EXERCISE PASSAGE:
== Segment start ==
Petersburg’s state legislators on both sides of the aisle expect to avoid a partial governmental shutdown next month by coming to agreement on a budget for the fiscal year that starts in July. Like other lawmakers, they are awaiting an agreement from a conference committee of three senators and three representatives, and say they’re having conversations behind the scenes to seek an end to the state budget impasse.

A budget compromise with support of majority and minority members passed the House in the waning days of last month.

“You know everyone sort of looked at it and said yep this is a fair document that works towards the middle and speaks to concerns from all sides,” said Sitka Democratic representative Jonathan Kreiss-Tomkins. However, the Senate did not agree to those changes and submitted a different version of the spending plan. That sent the measure approving next year’s funding levels for most state agencies and services to a six-person conference committee. It was a move that prompted Kreiss-Tomkins to send out an email apologizing on behalf of the legislature. “I am distressed and distraught,” he said. “It’s an abject failure of governance and no one deserves this. It’s been, it shouldn’t be this way and it should never happen again.”

Sen. Bert Stedman listens to testimony at a Senate Labor and Commerce committee meeting, Feb. 18, 2014. (Photo by Skip Gray/Gavel Alaska)

Sen. Bert Stedman listens to testimony at a Senate Labor and Commerce committee meeting, Feb. 18, 2014. (Photo by Skip Gray/Gavel Alaska)


The difference in the house’s version of the budget and the senate’s version is tens of millions of dollars, with money added back in for education, state ferries, public broadcasting and other items. Those are items Kreiss-Tomkins said he wanted to be included in the budget.

Republican Senator Bert Stedman of Sitka notes it’s a small percentage but it adds to a bigger problem. “There’s requests in for an additional 15 million in expenditures to be added from the minority Democrats in the House,” Stedman said. “I think that’s a livable number. Although we’ve got, ending this month of June, this current fiscal year we’re expected to run roughly a four billion dollar deficit and an additional four billion dollar deficit, rounded off, starting July 1. So to keep continually adding expenditures to the state is questionable.”

Stedman, a member of the senate majority caucus, thinks the legislature should have cut the budget further and is talking about the reductions that will have to come next year. “It’s going to be challenging in an election year to reduce that budget when, in my opinion we need to reduce it $400-600 million, which would be about 10 percent of the deficit, an annual deficit,” he explained. “So 400 million might sound like a large number but it’s only 10 percent of this year’s deficit. So we’re not frankly even getting close to the budget reductions we’re gonna need to fix this problem.”
== Segment end ==
PROBLEM STATEMENT: Continue the report on the state budget impasse, starting after its final paragraph.

DATA FOR ANALYSIS:
== Segment start ==
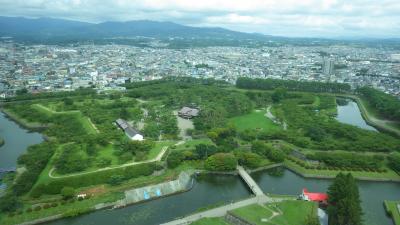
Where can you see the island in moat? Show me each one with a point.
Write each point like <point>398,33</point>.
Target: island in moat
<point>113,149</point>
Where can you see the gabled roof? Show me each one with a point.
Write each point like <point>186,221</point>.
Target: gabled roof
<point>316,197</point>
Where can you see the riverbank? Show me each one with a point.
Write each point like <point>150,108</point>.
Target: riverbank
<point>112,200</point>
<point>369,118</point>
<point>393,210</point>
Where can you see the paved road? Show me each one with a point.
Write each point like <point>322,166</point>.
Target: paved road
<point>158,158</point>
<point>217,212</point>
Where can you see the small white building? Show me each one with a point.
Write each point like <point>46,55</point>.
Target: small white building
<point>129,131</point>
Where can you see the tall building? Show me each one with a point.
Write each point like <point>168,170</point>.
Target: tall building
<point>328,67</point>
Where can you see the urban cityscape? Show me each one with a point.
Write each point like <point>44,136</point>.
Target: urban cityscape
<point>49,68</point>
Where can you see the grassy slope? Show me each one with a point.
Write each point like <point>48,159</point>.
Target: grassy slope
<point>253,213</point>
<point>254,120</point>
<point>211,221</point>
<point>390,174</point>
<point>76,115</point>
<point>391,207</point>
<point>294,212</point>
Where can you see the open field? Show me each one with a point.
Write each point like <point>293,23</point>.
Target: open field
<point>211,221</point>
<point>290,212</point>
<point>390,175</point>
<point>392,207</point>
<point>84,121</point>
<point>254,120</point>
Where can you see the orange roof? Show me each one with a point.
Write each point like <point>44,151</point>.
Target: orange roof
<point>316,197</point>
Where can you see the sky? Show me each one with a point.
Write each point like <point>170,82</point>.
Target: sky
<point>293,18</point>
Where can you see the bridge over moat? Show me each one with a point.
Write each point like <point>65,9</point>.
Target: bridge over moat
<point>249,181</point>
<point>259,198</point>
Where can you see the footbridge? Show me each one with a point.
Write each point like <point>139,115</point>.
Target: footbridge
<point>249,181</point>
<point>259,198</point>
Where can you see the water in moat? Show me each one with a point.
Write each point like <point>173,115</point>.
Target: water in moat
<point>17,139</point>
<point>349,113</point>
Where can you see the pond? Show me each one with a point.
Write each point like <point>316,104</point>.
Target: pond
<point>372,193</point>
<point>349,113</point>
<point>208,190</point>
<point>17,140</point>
== Segment end ==
RESULT FOR THIS EXERCISE:
Stedman thinks it will take revisiting the oil tax structure along with budget cuts in order to close the deficit. “So this problem is not a one year issue. It’s going to go on for several years ‘til we get the revenue and expenditures matched up. And then after that we’re still gonna have the residual impact for several more years after that. So I’m guessing this financial situation the state has backed itself into is gonna last pushing a decade.”
Stedman was in Ketchikan and Sitka this month but said he would travel to Anchorage to vote on any agreement out of the conference committee. The senator said he’s on the phone several times a day working to get a conclusion to the budget standoff.

Meanwhile Kreiss-Tomkins is in Anchorage this month and said there are conversations behind the scenes to reach an end to the impasse. Like Stedman, he doesn’t think a partial shutdown will occur next month. “If it happens I may well just leave the legislature in disgust and search for a different way to try to contribute to the world,” Kreiss-Tomkins said, adding, “I hope most others feel that way.”

Both Kreiss-Tomkins and Stedman noted the discussion on a revenue solution has started with the governor’s retreat at the University of Alaska Fairbanks this month. Kreiss-Tomkins said he doesn’t know enough yet about the options to say what kind of solution he would support.

Besides a budget agreement, the two special sessions did not result in two other requests from the governor, passage of a measure on sexual abuse education in the schools, or expansion of Medicaid. Meanwhile the associated press reported the cost of the two special sessions so far is at least 430-thousand dollars.